BEGIN

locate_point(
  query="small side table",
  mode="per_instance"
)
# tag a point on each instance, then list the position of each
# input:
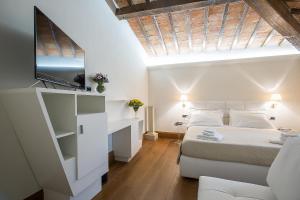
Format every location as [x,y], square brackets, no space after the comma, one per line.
[179,125]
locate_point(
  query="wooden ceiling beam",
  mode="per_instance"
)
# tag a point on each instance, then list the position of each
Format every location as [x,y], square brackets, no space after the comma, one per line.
[253,35]
[173,32]
[164,6]
[188,28]
[268,38]
[206,13]
[278,15]
[223,25]
[295,11]
[161,39]
[239,27]
[143,31]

END

Print all of the records above line for line, without any change, and leave the pictures out.

locate_point(
  query="small side table",
  mode="per_instance"
)
# tag a point on each instance, then list the position of each
# input:
Format every location as [x,y], square brackets, no space after the comma, one per line.
[179,125]
locate_point(
  query="wooden ceiling beam",
  mode="per_instance"
)
# tag a point on each instance, then list the position of each
Format every location as [x,y], square brackets, no space after the comma, one per line.
[253,35]
[173,32]
[164,6]
[188,28]
[268,38]
[206,13]
[278,15]
[223,25]
[295,11]
[161,39]
[239,27]
[143,31]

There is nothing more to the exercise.